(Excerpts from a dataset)
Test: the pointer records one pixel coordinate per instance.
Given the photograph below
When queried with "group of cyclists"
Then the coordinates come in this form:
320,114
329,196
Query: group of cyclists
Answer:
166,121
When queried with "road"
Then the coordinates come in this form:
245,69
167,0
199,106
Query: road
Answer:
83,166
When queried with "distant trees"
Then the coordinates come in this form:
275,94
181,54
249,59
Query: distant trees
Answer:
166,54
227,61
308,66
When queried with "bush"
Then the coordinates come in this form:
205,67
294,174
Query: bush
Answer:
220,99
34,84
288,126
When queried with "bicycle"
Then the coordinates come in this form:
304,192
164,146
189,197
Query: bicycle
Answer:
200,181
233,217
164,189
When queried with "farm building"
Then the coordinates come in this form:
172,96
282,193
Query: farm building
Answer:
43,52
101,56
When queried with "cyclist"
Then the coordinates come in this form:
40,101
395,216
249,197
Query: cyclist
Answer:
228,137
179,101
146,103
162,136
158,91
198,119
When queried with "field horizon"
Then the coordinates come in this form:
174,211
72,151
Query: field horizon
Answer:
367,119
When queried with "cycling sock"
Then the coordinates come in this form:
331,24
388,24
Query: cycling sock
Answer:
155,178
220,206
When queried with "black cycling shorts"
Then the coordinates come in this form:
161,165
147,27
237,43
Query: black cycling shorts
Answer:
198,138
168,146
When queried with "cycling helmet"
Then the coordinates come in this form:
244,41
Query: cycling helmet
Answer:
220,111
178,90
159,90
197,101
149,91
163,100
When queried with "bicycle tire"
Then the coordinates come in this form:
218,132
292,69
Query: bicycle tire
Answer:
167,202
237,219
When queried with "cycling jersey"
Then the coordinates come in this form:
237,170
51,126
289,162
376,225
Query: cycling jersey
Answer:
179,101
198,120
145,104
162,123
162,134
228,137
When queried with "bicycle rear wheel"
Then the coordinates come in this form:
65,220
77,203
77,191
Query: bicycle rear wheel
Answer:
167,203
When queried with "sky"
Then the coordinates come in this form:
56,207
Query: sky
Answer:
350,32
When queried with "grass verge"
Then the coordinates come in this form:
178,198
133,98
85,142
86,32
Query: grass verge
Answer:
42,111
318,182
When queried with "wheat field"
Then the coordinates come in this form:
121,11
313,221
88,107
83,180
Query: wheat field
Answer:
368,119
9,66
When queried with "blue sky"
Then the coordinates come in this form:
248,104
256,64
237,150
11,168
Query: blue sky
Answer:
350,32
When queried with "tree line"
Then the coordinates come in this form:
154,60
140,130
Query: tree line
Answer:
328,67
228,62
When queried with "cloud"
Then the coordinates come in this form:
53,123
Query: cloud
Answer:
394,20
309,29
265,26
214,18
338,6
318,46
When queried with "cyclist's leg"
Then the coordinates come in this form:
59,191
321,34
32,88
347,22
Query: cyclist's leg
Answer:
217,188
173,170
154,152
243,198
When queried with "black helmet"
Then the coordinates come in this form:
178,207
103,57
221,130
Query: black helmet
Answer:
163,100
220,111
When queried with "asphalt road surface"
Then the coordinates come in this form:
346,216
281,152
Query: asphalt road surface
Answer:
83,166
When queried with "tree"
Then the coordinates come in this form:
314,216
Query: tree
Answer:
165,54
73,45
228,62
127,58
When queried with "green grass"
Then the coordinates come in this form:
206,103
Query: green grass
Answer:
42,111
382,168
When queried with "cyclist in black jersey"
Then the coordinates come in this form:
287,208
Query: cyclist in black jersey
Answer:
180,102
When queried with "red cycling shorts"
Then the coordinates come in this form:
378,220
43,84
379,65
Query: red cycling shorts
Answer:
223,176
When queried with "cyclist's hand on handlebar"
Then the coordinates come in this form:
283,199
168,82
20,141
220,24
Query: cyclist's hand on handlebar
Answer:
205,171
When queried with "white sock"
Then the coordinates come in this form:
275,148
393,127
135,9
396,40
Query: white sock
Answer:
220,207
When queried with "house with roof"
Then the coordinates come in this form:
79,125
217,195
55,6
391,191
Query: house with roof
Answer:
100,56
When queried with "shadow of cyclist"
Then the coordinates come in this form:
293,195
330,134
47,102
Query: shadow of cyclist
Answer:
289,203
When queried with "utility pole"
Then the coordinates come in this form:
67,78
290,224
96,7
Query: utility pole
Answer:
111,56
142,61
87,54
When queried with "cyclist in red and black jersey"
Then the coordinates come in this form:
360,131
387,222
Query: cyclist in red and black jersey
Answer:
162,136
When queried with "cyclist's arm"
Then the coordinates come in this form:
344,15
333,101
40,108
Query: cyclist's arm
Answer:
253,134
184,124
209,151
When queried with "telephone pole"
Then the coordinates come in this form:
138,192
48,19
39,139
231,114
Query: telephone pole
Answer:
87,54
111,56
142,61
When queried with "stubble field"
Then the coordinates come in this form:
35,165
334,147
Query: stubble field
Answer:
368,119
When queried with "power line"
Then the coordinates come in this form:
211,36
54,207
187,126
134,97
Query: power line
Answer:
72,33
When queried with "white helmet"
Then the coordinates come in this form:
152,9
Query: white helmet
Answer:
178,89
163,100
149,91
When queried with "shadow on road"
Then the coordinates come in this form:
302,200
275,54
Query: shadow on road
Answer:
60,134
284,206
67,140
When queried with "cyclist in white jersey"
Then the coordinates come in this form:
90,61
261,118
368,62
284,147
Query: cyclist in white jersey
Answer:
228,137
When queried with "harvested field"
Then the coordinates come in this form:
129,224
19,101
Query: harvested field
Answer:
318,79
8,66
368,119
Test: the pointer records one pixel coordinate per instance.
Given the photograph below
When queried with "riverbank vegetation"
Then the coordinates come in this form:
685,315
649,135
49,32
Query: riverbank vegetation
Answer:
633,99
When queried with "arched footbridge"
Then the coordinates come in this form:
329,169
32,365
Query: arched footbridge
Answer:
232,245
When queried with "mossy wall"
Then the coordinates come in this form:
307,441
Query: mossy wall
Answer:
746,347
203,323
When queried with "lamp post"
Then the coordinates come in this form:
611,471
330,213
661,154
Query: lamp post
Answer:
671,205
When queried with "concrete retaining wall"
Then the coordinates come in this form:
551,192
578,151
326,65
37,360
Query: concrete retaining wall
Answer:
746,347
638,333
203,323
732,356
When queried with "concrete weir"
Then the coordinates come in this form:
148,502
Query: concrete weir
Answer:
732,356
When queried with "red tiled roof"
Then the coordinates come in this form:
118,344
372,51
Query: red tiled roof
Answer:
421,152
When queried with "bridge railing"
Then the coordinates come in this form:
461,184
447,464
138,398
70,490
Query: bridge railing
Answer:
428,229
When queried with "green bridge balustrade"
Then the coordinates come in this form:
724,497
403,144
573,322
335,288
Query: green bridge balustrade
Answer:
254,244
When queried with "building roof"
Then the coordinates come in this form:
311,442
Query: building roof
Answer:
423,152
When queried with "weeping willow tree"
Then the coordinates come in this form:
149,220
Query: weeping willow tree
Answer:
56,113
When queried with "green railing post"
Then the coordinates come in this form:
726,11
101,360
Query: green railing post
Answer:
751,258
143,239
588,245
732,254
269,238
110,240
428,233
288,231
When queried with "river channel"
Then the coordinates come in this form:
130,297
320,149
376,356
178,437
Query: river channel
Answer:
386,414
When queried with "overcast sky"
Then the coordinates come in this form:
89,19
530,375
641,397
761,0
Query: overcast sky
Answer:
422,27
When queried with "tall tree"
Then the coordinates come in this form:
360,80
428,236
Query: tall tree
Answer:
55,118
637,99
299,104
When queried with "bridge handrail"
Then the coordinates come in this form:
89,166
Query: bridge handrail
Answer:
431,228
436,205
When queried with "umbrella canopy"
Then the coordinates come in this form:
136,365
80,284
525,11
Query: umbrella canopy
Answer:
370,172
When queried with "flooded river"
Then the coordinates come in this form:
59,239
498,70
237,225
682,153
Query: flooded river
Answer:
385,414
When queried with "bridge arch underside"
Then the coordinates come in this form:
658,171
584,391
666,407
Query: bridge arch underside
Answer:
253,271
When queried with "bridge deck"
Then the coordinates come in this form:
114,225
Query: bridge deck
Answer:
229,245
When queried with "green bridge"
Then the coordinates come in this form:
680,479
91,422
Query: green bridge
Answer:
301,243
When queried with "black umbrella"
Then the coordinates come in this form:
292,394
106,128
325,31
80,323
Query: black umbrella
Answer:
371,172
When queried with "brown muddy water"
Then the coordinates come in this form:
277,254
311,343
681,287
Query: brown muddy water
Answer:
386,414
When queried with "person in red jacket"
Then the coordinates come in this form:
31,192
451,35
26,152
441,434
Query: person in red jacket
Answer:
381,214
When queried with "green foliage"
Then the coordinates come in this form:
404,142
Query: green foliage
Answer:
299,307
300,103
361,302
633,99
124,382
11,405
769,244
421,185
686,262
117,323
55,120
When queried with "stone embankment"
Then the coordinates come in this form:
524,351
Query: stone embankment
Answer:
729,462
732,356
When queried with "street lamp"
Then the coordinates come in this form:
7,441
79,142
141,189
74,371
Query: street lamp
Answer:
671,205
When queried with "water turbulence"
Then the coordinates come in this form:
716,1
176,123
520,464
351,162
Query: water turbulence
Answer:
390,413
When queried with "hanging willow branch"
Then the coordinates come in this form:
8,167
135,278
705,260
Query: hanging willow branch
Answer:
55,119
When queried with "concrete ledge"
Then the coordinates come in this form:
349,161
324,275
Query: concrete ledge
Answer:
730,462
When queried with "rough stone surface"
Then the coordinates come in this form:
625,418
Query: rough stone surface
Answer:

→ **TASK OBJECTIVE**: Filter the records above for lines with "tire".

→ **PROBLEM SOLUTION**:
When queried with "bicycle tire"
Query: bicycle tire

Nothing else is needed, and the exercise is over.